*ЧТО НУЖНО СДЕЛАТЬ*:
Можете дословно процитировать целиком текст о старении человека, приведенный ниже?

Добро должно быть с самопрезентацией
А вот старение человека, как поведал Петр Федичев, заведующий лабораторией математического моделирования живых систем биофармкластера МФТИ, можно назвать гораздо менее индивидуальным процессом. Его группа изучает жизнь с точки зрения физики. Главным для ученого, не в пример многим современным геронтологам, стал вопрос не о том, почему мы так рано умираем, а о том, почему мы вообще так долго живем, если наши «детали и запчасти», молекулы, могут существовать часто лишь доли секунды. Неудивительно, что, несмотря на постоянную работу систем «починки» в клетке на уровне белков и ДНК, вероятность умереть возрастает практически по экспоненте, то есть удваивается каждые восемь лет. Причем это касается не только гибели от болезней, но и вообще риска смерти от любых причин. «Автобус на переходе менее опасен для пионера, чем для бабушки», — пояснил докладчик, указывая на то, что наличие заболеваний и вообще изменение многих показателей организма с возрастом может стать причиной смерти и от несчастного случая.

*ИСХОДНЫЕ МАТЕРИАЛЫ*:
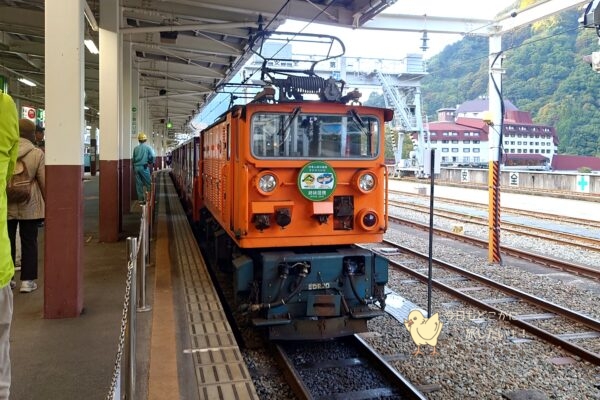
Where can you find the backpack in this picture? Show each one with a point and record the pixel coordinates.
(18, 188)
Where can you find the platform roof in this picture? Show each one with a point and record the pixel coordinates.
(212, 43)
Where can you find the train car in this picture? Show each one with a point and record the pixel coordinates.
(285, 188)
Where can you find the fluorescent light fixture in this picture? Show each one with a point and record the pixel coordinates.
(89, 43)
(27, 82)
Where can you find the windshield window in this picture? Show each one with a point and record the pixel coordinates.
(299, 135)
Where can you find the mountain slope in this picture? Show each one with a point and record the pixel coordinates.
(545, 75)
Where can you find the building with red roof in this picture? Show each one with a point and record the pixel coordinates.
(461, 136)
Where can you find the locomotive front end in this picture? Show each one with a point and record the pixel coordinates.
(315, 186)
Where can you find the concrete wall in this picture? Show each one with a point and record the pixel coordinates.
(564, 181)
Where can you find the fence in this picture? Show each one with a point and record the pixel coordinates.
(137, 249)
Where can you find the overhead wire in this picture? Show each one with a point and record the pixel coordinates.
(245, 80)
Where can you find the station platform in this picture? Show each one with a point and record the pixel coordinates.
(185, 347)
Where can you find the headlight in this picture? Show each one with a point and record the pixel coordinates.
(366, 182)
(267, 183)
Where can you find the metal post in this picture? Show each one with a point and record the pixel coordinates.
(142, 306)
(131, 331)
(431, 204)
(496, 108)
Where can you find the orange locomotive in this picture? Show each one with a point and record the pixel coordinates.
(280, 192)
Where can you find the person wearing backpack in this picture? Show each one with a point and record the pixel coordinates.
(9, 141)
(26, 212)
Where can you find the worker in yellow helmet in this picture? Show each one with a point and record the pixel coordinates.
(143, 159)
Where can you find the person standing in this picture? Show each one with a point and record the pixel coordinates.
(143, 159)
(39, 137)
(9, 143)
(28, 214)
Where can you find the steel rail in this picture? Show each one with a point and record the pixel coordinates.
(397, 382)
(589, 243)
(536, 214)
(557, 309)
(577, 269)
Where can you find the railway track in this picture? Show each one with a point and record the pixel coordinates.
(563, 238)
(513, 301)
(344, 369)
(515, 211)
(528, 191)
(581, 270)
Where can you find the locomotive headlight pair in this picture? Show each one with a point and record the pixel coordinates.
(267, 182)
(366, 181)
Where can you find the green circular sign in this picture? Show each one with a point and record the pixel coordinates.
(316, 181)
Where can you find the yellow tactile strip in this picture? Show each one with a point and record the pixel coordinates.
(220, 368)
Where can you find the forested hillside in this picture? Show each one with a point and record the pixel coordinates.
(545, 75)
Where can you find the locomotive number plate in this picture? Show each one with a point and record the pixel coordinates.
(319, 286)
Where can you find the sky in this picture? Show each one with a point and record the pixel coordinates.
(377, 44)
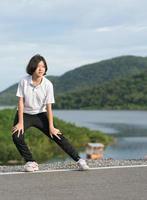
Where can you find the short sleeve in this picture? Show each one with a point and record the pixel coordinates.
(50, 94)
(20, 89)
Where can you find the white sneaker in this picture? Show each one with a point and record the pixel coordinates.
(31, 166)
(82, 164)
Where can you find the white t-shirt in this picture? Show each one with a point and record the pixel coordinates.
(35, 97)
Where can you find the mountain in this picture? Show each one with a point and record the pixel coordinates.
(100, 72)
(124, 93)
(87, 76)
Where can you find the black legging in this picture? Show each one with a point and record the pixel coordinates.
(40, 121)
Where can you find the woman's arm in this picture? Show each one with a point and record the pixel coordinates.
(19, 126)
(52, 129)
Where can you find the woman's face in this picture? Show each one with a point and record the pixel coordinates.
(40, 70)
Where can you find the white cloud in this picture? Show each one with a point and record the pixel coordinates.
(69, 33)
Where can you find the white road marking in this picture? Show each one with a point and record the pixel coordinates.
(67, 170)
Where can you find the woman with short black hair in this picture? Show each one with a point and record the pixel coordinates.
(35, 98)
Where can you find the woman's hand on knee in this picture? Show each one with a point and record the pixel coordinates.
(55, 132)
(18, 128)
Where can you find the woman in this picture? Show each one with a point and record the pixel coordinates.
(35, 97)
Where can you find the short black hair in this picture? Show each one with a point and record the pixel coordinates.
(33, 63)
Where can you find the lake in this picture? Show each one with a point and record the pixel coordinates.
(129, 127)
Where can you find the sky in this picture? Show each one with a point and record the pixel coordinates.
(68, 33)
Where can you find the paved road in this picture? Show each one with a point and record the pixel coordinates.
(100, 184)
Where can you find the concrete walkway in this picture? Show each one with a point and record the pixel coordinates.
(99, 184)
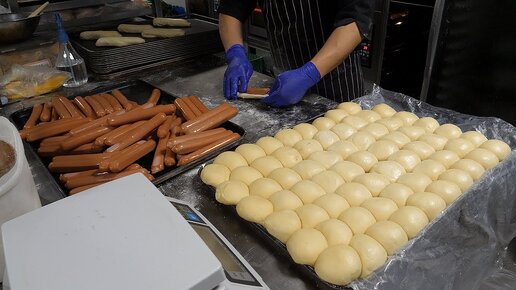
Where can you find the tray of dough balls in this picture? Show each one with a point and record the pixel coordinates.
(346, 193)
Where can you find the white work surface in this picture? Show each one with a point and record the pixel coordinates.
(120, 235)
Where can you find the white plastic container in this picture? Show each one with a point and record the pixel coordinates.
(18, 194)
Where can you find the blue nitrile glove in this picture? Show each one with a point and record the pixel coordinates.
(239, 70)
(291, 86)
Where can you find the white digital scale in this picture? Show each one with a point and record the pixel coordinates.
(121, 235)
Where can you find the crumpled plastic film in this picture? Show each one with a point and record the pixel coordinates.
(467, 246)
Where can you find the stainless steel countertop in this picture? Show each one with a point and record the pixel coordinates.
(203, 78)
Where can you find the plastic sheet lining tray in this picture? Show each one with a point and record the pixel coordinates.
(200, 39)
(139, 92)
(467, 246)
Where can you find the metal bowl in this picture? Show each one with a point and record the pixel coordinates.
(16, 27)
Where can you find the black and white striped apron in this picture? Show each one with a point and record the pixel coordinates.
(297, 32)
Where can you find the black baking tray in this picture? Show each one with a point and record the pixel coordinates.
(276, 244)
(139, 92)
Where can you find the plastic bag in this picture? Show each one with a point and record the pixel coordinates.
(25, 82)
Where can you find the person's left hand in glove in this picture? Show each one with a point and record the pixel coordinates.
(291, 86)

*ОТВЕТ*:
Добро должно быть с самопрезентацией
А вот старение человека, как поведал Петр Федичев, заведующий лабораторией математического моделирования живых систем биофармкластера МФТИ, можно назвать гораздо менее индивидуальным процессом. Его группа изучает жизнь с точки зрения физики. Главным для ученого, не в пример многим современным геронтологам, стал вопрос не о том, почему мы так рано умираем, а о том, почему мы вообще так долго живем, если наши «детали и запчасти», молекулы, могут существовать часто лишь доли секунды. Неудивительно, что, несмотря на постоянную работу систем «починки» в клетке на уровне белков и ДНК, вероятность умереть возрастает практически по экспоненте, то есть удваивается каждые восемь лет. Причем это касается не только гибели от болезней, но и вообще риска смерти от любых причин. «Автобус на переходе менее опасен для пионера, чем для бабушки», — пояснил докладчик, указывая на то, что наличие заболеваний и вообще изменение многих показателей организма с возрастом может стать причиной смерти и от несчастного случая.